• [Complete the following]
1. According to the Met Office piece, what did the Met Office's supercomputer cost?
2. Please carry on the Met Office piece from its last sentence, in the same voice.

• [Selection]
______________________________
‘They think it’s all over; it is now’. After 30 long years of meticulous and dedicated research, the Met Office has kicked the doubters into the back of the net and proudly announces that:
The first 30 years
The impacts of climate change are already evident both in the UK and worldwide, through rising temperatures, diminishing snow and ice, rising sea levels and changes in extreme weather events. The development of global observation datasets such as HadCRUT (Hadley Centre and Climatic Research Unit global mean surface temperature dataset) and advances in attribution science have allowed these changes in our climate system to be detected and the human influence on these changes to be quantified.
The subsequent generations of Met Office HadGEM family of climate models have helped understand the importance of processes related to aerosols and clouds, and carbon cycle feedbacks. These models also demonstrated that it is possible to make skilful and meaningful predictions of future climate on seasonal to decadal timescales to provide early warnings and on centennial timescales to inform adaptation and mitigation. I’m particularly proud of the unique use of a seamless modelling system, developed in the Met Office over the last 30 years, allowing us to test the physical basis of our climate models through verification of weather forecasts and seasonal predictions.
Peter Stott goes one better and is quoted by the Guardian:
“The climate now is completely different from what we had 30 years ago. It is completely outside the bounds of possibility in natural variation,” said Peter Stott, a professor and expert on climate attribution science at the centre.
“We are seeing an unprecedented climate,” Stott said. “The human fingerprint is everywhere.”
Gosh. I remember 1990. I recall it was a really hot summer and the sea was bathwater warm, something I’d not experienced previously. I don’t remember Thatcher opening the Hadley Centre and I don’t specifically recall the weather throughout the year of 1990 being so radically different from today’s weather, but that’s just weather of course; we can’t really ‘feel’ climate change – even, I guess when it’s unprecedented. Only the Met Office’s £98 million supercomputer loaded with the latest climate models, driven with RCP8.5 in most UKCP18 climate projections can actually ‘see’ this human fingerprint (plus privilieged Met Office personnel like Stott of course) – which is ‘everywhere’ according to Stotty. I must get me some climate specs like Stott of the Met has.
But this Spring has been the sunniest in the UK since records began in 1929, so that’s ‘unprecedented’ I guess. Completely outside the bounds of natural variability due to man-made global warming? Hmmm, I’m not so sure. The ‘weather’ has been largely responsible too, courtesy of a jet stream bringing in air from the east and north east throughout much of the glorious three months of Spring. Sadly, this does mean that it hasn’t been unprecedentedly warm, which is not really what you might expect from man-made global warming dabbing its grubby prints literally everywhere.
______________________________
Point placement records
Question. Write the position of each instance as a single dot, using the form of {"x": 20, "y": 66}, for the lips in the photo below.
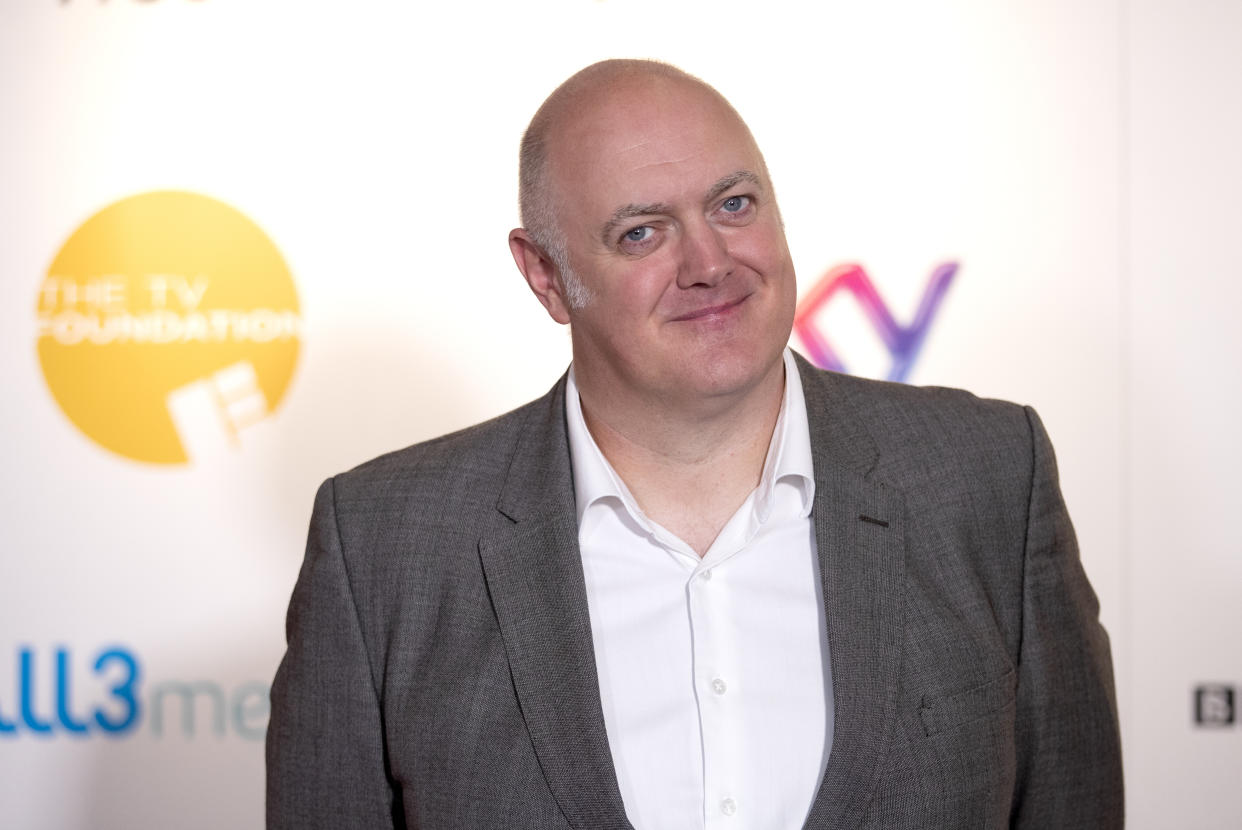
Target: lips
{"x": 707, "y": 312}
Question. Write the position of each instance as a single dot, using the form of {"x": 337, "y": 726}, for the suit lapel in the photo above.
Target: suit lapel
{"x": 860, "y": 534}
{"x": 534, "y": 575}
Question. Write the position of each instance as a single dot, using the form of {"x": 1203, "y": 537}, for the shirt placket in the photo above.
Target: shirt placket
{"x": 718, "y": 687}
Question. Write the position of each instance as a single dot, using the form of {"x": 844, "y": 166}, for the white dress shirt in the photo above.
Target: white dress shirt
{"x": 714, "y": 672}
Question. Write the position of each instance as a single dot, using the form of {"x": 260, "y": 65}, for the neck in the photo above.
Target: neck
{"x": 688, "y": 466}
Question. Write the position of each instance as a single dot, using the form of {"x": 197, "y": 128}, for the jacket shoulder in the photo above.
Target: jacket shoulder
{"x": 455, "y": 472}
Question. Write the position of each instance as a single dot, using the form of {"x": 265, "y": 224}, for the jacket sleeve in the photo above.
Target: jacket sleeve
{"x": 1068, "y": 744}
{"x": 326, "y": 759}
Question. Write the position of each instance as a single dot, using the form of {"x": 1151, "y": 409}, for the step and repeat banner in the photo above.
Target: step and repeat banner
{"x": 251, "y": 244}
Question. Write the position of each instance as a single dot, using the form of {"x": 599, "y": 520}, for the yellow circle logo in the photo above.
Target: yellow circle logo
{"x": 168, "y": 324}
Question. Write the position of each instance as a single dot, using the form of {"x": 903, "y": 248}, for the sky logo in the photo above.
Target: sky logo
{"x": 902, "y": 342}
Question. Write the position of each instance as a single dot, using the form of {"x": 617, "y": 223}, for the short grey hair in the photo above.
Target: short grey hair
{"x": 535, "y": 201}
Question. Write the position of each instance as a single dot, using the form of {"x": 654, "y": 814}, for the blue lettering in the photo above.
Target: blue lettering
{"x": 126, "y": 691}
{"x": 62, "y": 693}
{"x": 27, "y": 695}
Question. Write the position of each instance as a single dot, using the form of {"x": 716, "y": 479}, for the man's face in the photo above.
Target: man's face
{"x": 671, "y": 225}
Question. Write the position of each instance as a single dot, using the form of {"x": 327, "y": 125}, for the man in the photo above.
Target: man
{"x": 699, "y": 583}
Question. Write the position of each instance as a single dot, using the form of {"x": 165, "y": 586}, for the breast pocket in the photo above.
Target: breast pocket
{"x": 945, "y": 712}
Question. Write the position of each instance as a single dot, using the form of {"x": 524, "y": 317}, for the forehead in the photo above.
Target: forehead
{"x": 643, "y": 139}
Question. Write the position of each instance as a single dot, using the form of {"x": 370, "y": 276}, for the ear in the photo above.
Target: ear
{"x": 540, "y": 273}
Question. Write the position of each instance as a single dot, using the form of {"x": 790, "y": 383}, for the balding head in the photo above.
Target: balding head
{"x": 585, "y": 91}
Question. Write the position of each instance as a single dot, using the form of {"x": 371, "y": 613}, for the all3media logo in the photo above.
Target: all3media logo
{"x": 54, "y": 693}
{"x": 902, "y": 342}
{"x": 168, "y": 324}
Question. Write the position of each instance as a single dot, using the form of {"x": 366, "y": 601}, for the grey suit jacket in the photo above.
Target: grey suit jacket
{"x": 440, "y": 670}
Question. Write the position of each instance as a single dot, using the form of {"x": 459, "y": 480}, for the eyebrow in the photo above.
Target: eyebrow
{"x": 629, "y": 211}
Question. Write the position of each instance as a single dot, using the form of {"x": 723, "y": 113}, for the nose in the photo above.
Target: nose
{"x": 706, "y": 259}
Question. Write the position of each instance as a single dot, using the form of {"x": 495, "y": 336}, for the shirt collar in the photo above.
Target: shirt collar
{"x": 786, "y": 465}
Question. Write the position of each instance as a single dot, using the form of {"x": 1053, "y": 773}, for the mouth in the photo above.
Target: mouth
{"x": 711, "y": 312}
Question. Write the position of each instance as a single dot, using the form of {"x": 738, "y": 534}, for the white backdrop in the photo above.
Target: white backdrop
{"x": 1076, "y": 159}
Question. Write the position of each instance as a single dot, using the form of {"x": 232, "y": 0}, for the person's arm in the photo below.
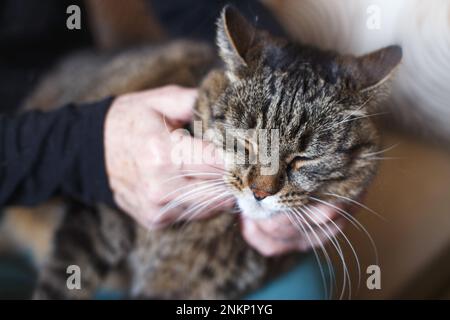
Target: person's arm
{"x": 117, "y": 152}
{"x": 53, "y": 153}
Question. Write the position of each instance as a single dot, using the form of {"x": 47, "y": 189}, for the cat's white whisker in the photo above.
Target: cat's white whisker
{"x": 383, "y": 150}
{"x": 340, "y": 252}
{"x": 357, "y": 203}
{"x": 190, "y": 186}
{"x": 297, "y": 223}
{"x": 197, "y": 192}
{"x": 354, "y": 222}
{"x": 197, "y": 174}
{"x": 201, "y": 205}
{"x": 299, "y": 216}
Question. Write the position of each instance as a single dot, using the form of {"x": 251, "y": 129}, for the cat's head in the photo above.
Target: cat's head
{"x": 318, "y": 103}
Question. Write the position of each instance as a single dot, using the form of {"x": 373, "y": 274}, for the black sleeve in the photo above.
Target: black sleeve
{"x": 44, "y": 154}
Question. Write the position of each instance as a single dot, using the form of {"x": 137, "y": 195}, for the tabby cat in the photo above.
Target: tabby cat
{"x": 319, "y": 102}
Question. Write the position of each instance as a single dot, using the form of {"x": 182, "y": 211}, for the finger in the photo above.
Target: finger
{"x": 201, "y": 156}
{"x": 173, "y": 102}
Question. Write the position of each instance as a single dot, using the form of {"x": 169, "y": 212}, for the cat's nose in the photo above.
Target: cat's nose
{"x": 260, "y": 194}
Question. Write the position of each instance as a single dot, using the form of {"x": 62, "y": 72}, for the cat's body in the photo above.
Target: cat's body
{"x": 268, "y": 84}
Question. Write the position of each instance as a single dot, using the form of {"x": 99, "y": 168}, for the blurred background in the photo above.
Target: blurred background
{"x": 411, "y": 191}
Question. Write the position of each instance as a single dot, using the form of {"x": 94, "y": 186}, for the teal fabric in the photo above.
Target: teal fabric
{"x": 303, "y": 282}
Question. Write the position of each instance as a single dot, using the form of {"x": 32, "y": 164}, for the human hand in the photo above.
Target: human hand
{"x": 139, "y": 160}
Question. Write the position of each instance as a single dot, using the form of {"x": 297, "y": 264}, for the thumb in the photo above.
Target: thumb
{"x": 174, "y": 102}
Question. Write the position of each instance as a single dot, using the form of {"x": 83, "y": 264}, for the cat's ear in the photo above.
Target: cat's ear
{"x": 370, "y": 71}
{"x": 235, "y": 36}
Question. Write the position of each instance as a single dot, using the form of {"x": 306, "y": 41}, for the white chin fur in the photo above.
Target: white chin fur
{"x": 251, "y": 208}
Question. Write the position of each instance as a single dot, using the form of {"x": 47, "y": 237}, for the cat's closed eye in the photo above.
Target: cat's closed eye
{"x": 298, "y": 161}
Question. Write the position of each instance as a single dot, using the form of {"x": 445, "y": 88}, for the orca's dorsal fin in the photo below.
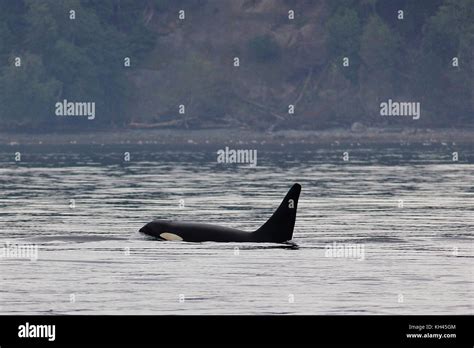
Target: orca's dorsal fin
{"x": 279, "y": 228}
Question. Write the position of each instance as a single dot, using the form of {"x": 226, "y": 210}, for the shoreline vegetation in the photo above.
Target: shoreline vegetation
{"x": 203, "y": 137}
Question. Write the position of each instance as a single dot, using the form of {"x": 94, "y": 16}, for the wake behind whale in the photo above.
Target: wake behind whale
{"x": 278, "y": 229}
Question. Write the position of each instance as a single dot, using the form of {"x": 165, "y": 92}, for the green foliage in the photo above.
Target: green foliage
{"x": 380, "y": 45}
{"x": 84, "y": 55}
{"x": 264, "y": 49}
{"x": 343, "y": 40}
{"x": 24, "y": 92}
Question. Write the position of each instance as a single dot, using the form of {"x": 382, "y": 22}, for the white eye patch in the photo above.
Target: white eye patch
{"x": 170, "y": 236}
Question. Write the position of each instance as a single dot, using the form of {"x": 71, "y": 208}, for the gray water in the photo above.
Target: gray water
{"x": 409, "y": 209}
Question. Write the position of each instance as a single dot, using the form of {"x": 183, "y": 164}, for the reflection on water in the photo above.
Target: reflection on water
{"x": 410, "y": 208}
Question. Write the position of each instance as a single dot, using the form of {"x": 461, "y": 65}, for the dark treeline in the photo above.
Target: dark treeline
{"x": 422, "y": 54}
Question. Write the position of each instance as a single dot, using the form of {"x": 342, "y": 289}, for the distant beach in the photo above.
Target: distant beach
{"x": 365, "y": 136}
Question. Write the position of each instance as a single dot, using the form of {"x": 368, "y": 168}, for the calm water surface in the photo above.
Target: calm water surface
{"x": 411, "y": 209}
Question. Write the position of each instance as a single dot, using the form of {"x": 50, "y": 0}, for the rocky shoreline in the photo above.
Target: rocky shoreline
{"x": 366, "y": 136}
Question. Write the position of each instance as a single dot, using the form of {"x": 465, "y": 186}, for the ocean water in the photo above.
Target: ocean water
{"x": 390, "y": 231}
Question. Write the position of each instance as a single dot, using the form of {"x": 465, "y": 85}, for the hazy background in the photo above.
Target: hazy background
{"x": 190, "y": 62}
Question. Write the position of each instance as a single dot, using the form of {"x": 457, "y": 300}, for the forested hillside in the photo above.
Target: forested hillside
{"x": 236, "y": 63}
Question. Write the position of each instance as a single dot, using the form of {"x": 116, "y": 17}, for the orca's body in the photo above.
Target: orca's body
{"x": 278, "y": 229}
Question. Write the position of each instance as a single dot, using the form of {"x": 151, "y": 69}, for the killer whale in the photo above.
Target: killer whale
{"x": 277, "y": 229}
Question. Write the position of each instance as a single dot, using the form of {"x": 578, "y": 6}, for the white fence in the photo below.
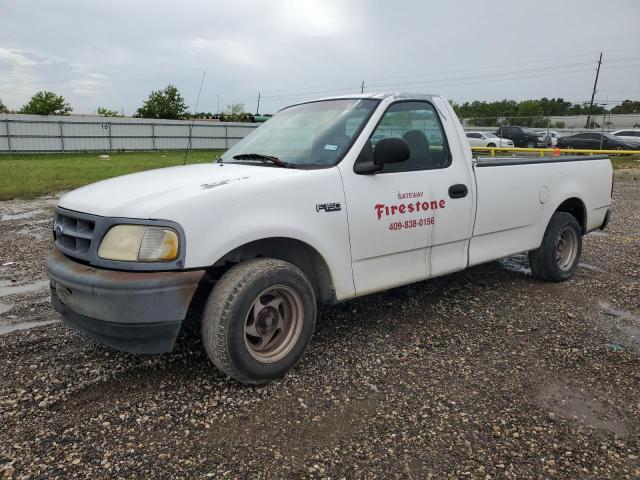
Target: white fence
{"x": 40, "y": 133}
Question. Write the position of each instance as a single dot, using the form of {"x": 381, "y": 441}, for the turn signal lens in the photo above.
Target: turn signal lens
{"x": 140, "y": 243}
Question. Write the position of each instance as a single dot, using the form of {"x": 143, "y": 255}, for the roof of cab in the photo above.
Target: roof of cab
{"x": 383, "y": 95}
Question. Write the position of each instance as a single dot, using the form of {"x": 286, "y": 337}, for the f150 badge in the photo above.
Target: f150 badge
{"x": 328, "y": 207}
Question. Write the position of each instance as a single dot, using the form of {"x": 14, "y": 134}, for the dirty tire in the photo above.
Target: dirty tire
{"x": 226, "y": 312}
{"x": 544, "y": 261}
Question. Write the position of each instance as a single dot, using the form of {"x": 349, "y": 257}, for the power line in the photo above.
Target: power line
{"x": 593, "y": 94}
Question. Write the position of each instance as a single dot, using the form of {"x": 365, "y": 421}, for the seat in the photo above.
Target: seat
{"x": 419, "y": 156}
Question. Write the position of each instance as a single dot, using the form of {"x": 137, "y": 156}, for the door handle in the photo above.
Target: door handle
{"x": 458, "y": 191}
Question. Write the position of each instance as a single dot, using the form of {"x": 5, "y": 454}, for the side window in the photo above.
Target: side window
{"x": 417, "y": 123}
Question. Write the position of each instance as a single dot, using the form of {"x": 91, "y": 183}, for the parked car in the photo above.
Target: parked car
{"x": 594, "y": 141}
{"x": 522, "y": 136}
{"x": 629, "y": 136}
{"x": 327, "y": 201}
{"x": 550, "y": 137}
{"x": 487, "y": 139}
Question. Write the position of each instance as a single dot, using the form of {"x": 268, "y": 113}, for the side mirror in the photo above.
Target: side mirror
{"x": 388, "y": 150}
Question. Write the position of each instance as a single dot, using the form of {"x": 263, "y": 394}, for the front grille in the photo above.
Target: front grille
{"x": 73, "y": 232}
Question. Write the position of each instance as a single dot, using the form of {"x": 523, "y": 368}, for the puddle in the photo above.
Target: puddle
{"x": 518, "y": 264}
{"x": 4, "y": 328}
{"x": 593, "y": 268}
{"x": 4, "y": 308}
{"x": 623, "y": 326}
{"x": 21, "y": 216}
{"x": 7, "y": 288}
{"x": 581, "y": 407}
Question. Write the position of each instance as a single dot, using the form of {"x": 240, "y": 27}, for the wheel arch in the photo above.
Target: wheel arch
{"x": 292, "y": 250}
{"x": 576, "y": 207}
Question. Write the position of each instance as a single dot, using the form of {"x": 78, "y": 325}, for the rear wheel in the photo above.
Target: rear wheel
{"x": 557, "y": 258}
{"x": 258, "y": 320}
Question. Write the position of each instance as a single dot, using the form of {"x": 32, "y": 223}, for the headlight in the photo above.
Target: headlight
{"x": 139, "y": 243}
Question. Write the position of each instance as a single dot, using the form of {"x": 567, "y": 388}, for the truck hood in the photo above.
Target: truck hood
{"x": 140, "y": 195}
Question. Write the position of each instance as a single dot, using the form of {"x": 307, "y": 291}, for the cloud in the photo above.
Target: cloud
{"x": 313, "y": 18}
{"x": 229, "y": 51}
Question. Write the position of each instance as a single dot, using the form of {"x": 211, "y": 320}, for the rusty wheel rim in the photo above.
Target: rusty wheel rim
{"x": 566, "y": 248}
{"x": 273, "y": 324}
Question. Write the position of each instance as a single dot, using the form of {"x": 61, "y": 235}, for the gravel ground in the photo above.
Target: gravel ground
{"x": 483, "y": 374}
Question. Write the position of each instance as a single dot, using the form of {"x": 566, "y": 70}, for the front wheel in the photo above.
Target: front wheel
{"x": 557, "y": 258}
{"x": 258, "y": 320}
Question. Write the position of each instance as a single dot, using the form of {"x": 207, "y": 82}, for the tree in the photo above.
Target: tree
{"x": 236, "y": 113}
{"x": 167, "y": 104}
{"x": 105, "y": 112}
{"x": 47, "y": 103}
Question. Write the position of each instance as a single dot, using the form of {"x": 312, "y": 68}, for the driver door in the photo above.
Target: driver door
{"x": 404, "y": 225}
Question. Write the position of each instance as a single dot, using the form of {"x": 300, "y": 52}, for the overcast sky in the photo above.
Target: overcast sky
{"x": 113, "y": 53}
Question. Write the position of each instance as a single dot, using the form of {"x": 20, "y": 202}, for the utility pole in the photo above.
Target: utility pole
{"x": 593, "y": 94}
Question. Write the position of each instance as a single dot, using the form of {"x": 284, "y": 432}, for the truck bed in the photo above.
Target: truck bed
{"x": 527, "y": 160}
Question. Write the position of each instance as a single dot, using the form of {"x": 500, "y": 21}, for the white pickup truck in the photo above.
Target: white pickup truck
{"x": 326, "y": 201}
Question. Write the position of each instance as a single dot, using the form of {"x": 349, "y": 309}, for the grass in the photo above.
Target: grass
{"x": 33, "y": 175}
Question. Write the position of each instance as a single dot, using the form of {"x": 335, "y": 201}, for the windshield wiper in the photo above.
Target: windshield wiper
{"x": 264, "y": 158}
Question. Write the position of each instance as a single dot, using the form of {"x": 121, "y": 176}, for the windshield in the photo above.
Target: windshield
{"x": 311, "y": 134}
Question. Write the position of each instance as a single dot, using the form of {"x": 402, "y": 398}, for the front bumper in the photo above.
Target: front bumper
{"x": 137, "y": 312}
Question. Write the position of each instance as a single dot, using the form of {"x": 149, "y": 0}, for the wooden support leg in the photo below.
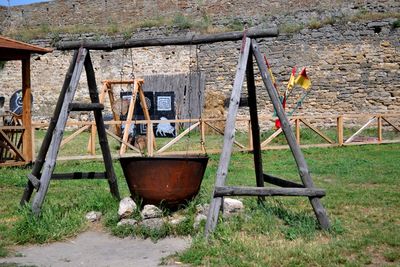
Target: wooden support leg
{"x": 37, "y": 167}
{"x": 229, "y": 137}
{"x": 296, "y": 151}
{"x": 255, "y": 128}
{"x": 56, "y": 138}
{"x": 101, "y": 131}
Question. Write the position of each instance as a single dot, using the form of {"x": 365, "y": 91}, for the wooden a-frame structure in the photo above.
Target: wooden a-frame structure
{"x": 285, "y": 188}
{"x": 107, "y": 89}
{"x": 43, "y": 168}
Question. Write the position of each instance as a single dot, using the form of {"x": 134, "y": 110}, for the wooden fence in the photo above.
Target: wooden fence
{"x": 326, "y": 131}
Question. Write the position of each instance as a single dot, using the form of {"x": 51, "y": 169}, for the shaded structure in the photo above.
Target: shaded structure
{"x": 16, "y": 139}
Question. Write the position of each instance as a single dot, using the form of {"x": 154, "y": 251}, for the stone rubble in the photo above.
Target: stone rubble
{"x": 150, "y": 211}
{"x": 124, "y": 222}
{"x": 93, "y": 216}
{"x": 126, "y": 207}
______________________________
• [Task results]
1. £98 million.

2.
So, after boasting about its ground breaking research which showed us beyond all doubt that human-caused climate change was real and ‘everywhere’, the Met office tells us what it will be up to in the next 30 years:
In the next 30 years, the role of climate science at the Met Office Hadley Centre will evolve to one of quantifying the predicted changes in climate, and providing more detailed information on what these changes mean to individuals.
Say what? They predicted changes, but they didn’t quantify them? Now they see their role as assisting society cope with the changes they predicted but didn’t quantify:
How can we help societies plan for the future and manage the risks from extreme climate events and avoid impacts which are too drastic to cope with?
What are ‘extreme climate events’? Also, if impacts are too drastic to cope with, what’s the point in the Met Office helping to manage the risks anyway? We’re all going to die – horribly – if we can’t cope, presumably.
Having done all the science legwork in the first 30 years, the Met Office now clearly envisages its role as being one of advocating mitigation and adapation policies in light of the ‘unavoidable’ and certain changes in climate which will happen.
The next 30 years are extremely important regarding the need for stronger mitigation by proceeding towards a transition to a net zero emissions economy. Climate science will play an important part in informing adaptation to the consequences of climate changes that are already unavoidable, whilst informing the mitigation actions aiming to avoid more severe impacts. The emphasis on action and solutions implies a shift from climate science to climate services.
As a result of the Paris Agreement, the focus of climate research at the Met Office has changed to reflect these changing drivers:
moving from proving that climate change is happening and predictable to monitoring, understanding and managing current and future weather and climate risks
informing the development of strategies for lowering greenhouse gas emissions to avoid the most dangerous impacts of climate change and assessing the risk of abrupt, potentially irreversible, Earth system change (including so-called tipping points)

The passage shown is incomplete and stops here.